Image point grounding data:
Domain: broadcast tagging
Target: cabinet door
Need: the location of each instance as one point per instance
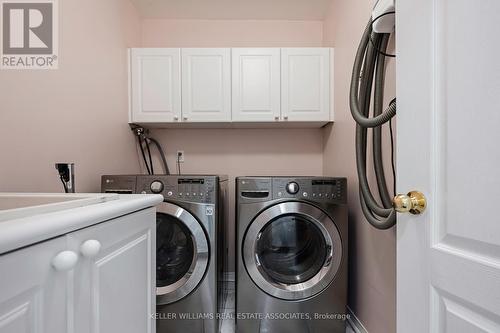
(33, 294)
(256, 84)
(115, 286)
(305, 84)
(206, 85)
(155, 76)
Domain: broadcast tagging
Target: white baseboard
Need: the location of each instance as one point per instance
(354, 323)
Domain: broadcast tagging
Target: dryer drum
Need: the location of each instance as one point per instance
(291, 249)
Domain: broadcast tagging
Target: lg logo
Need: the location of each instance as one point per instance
(29, 34)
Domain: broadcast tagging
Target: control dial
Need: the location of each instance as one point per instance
(292, 188)
(156, 186)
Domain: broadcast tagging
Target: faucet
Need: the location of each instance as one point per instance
(67, 176)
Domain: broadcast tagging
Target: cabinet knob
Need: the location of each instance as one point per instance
(90, 248)
(65, 261)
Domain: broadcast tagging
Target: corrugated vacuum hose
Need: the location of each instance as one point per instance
(369, 74)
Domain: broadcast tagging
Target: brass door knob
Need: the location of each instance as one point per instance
(414, 203)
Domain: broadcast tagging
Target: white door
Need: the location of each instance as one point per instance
(256, 84)
(155, 76)
(114, 287)
(206, 85)
(448, 89)
(305, 84)
(33, 294)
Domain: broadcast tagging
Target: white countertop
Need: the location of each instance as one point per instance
(29, 218)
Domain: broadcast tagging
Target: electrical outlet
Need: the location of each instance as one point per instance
(180, 156)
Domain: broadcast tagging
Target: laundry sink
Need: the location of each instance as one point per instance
(19, 205)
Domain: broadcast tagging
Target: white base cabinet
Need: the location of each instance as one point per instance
(110, 287)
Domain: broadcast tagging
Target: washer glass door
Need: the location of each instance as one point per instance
(292, 250)
(182, 253)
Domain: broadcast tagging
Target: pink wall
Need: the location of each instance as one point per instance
(372, 262)
(77, 113)
(231, 33)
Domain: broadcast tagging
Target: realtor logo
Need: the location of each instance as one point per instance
(29, 34)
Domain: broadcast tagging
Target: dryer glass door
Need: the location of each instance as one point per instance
(292, 250)
(182, 253)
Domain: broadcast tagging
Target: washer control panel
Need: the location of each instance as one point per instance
(199, 189)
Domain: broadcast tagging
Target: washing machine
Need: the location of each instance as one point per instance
(292, 260)
(189, 225)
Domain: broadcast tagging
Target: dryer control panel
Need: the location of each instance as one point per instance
(320, 189)
(316, 189)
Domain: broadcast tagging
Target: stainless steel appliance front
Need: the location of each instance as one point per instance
(292, 260)
(187, 244)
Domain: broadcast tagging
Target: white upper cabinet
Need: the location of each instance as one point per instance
(206, 85)
(155, 85)
(305, 84)
(210, 87)
(256, 84)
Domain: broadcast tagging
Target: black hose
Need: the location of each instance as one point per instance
(162, 155)
(149, 155)
(139, 138)
(369, 75)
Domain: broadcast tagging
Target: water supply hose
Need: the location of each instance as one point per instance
(368, 76)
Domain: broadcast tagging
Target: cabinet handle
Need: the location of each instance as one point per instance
(65, 261)
(90, 248)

Task to complete: Write out all the entries word for word, but skip any images.

Exercise response:
Domain: broadcast tagging
Target: cabinet door
Need: the location of each instance as one point per instance
(33, 294)
(256, 84)
(115, 286)
(305, 84)
(206, 85)
(155, 76)
Domain: broadcast tagging
Target: white baseboard
Need: the location of each instance as one point per instance
(354, 323)
Domain: broadcast tagging
Target: dryer drum
Need: the location of each instance as one point per instance
(291, 249)
Domain: broadcast tagging
Target: lg logo
Need: the location of each instance as one point per instance
(29, 34)
Domain: broadcast tagging
Target: control dial
Need: the location of each instance as one point per instance
(292, 188)
(156, 186)
Domain: broadcast tagging
Target: faucet
Need: the location of each instance as one point per instance
(67, 176)
Domain: broadcast tagging
Target: cabinet knob
Need: the location of each instance as one point per instance
(90, 248)
(65, 261)
Domain: broadcast tagging
Target: corrugated vacuum hose
Need: the location of each instance as one point per instance
(369, 74)
Domain: broadcast tagging
Target: brass door knob
Need: the location of each instance as one point per instance
(414, 203)
Domain: broadcast tagging
Target: white door
Need: the location of each instance as one point per instance
(256, 84)
(155, 76)
(114, 287)
(206, 85)
(448, 89)
(305, 84)
(33, 294)
Domain: broadcast tagging
Target: white countertop
Need: the location of each instance as one point per instance
(29, 218)
Domain: broadcast tagging
Target: electrical outlet
Need: the location of each instance as one point per instance
(180, 156)
Domain: broadcast tagging
Target: laundry sink
Need: the location of each instance as one point per instance
(19, 205)
Domain: broadcast tagging
Target: white base cabinet
Need: the location of each instance as one point per instance
(110, 287)
Domain: broadcast tagging
Target: washer glass door
Need: the location of each instance as one point per instance
(292, 250)
(182, 253)
Domain: broadcast tagging
Target: pink wall
Need: the location of each instance as one point per instance
(372, 262)
(77, 113)
(231, 33)
Domain: broadcast tagging
Target: realtor logo
Need: the location of each instance as one point per instance
(29, 34)
Domain: broadcast tagging
Target: dryer glass door
Need: the location of each instance as one point per instance
(292, 250)
(182, 253)
Domain: broadcast tagging
Target: washer control panel
Need: the location of each instance as one point per instance
(199, 189)
Domain: broadcast tagging
Target: washing machine
Need: the location of each instance as one point per instance
(292, 260)
(189, 225)
Domain: broadcast tagging
Target: dryer control panel
Need: the location of each instance as one point per instance
(320, 189)
(316, 189)
Domain: broadcast tagging
Target: stainless steel appliance front
Need: the location of each instance as one point per instance
(292, 260)
(187, 244)
Domain: broadcast tagging
Target: white upper cabinet
Need: the location of each instance as one point per instance
(206, 85)
(155, 85)
(305, 84)
(210, 87)
(256, 84)
Domain: broadcast tagging
Target: black hose
Need: the location of each instance as one point per instance
(162, 155)
(149, 155)
(139, 138)
(369, 75)
Domain: broadcast tagging
Target: water supply hose
Need: the location of each instance as one point per instance
(368, 76)
Domain: broadcast tagging
Target: cabinet handle
Need: the location of each instance as one point per instance
(65, 261)
(90, 248)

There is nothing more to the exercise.